> Activity
Repeat the listing below word for word, leaving nothing out.

> Entries supplied
————
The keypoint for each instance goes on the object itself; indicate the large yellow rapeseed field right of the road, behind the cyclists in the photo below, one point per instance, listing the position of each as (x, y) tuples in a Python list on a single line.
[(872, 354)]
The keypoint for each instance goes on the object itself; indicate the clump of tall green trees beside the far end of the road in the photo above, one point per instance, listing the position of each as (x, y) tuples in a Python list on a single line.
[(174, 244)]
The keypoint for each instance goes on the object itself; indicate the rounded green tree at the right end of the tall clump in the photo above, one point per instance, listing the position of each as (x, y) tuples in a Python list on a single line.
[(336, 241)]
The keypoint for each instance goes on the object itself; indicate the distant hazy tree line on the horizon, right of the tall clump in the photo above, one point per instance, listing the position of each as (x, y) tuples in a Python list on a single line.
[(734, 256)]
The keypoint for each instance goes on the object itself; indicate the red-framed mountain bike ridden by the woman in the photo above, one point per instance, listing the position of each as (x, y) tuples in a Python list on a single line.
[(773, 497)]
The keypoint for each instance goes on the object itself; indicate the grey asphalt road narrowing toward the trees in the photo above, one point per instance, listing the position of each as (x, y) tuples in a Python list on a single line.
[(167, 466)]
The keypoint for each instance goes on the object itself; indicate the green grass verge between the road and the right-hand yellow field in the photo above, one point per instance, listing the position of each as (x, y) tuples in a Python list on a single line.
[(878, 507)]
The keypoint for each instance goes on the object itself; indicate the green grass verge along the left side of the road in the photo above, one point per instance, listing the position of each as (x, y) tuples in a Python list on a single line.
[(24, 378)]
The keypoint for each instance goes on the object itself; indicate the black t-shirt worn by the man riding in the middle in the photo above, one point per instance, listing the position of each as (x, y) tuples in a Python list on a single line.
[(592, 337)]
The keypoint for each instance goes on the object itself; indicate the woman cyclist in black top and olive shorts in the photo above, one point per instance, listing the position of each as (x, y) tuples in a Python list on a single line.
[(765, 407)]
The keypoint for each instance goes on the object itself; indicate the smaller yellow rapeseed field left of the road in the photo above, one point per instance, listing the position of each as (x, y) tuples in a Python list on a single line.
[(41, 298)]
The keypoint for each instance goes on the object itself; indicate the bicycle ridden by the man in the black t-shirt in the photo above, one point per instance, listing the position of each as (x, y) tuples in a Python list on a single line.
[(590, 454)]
————
> Solution to the problem
The keypoint for each instance goes on the object itself; indicate the large yellow rapeseed field right of the road, behind the cyclists in the photo below, one point per instance, listing the position of each as (x, y) tuples in a Python list on a single line.
[(872, 354)]
The keypoint for each instance goes on the object itself; indicate the clump of tall green trees beside the far end of the road in the photo above, one point per instance, listing the position of each as (x, y) tuples in a Python list on a single line.
[(174, 244)]
The keypoint for each instance goes on the object itself; indicate the rounded green tree at the right end of the tall clump in the photo above, one point per instance, listing the position of each as (x, y) tuples in a Python list on a single line.
[(336, 241)]
The keypoint for each instance goes on the object itself; indicate the distant hazy tree line on the horizon, right of the tall clump in the photo above, one point per instance, listing the position of each as (x, y) tuples in a Python list on a single line.
[(734, 256)]
The keypoint for each instance goes on the object itself; indicate the red-framed mountain bike ridden by the woman in the photo above, one point per instance, listing the position of each as (x, y) tuples in a Python list on a single line.
[(773, 497)]
The keypoint for each instance goes on the object itself; indicate the grey asphalt road narrowing toward the trees in the photo above, one point per instance, listing the position of each as (x, y) tuples in a Python list on a single line.
[(167, 466)]
The keypoint for each instance goes on the object itself; indicate the green grass verge between the road and the right-hand yellow field in the photo above, one point per instance, listing the position of each as (x, y) tuples in a Python list on a single line.
[(878, 507)]
The keypoint for each instance goes on the object itself; indicate the green grass verge along the left side of the road in the photo above, one point per instance, listing the position of each as (x, y) tuples in a Python list on a single line.
[(24, 378)]
The keypoint for each instance goes on the object itself; indicate the black t-shirt worn by the man riding in the middle in the photo above, one point per instance, listing the position of each as (x, y) tuples in a Python list on a single line.
[(592, 337)]
The keypoint for each instance goes on the object itself; indicate the woman cyclist in black top and olive shorts in the photo above, one point per instance, listing the position of each as (x, y) tuples in a Python list on a single line.
[(765, 407)]
The keypoint for each instance goes on the object itself; indicate the smaller yellow rapeseed field left of the road in the photo above, one point per instance, listing the position of each as (x, y) tuples in a Python list on a single line.
[(41, 298)]
The keypoint for each instance goes on the object itself; indicate the bicycle ridden by the man in the black t-shirt in the photo above, one point per instance, listing the position of each as (x, y) tuples in a Python list on a single line.
[(590, 454)]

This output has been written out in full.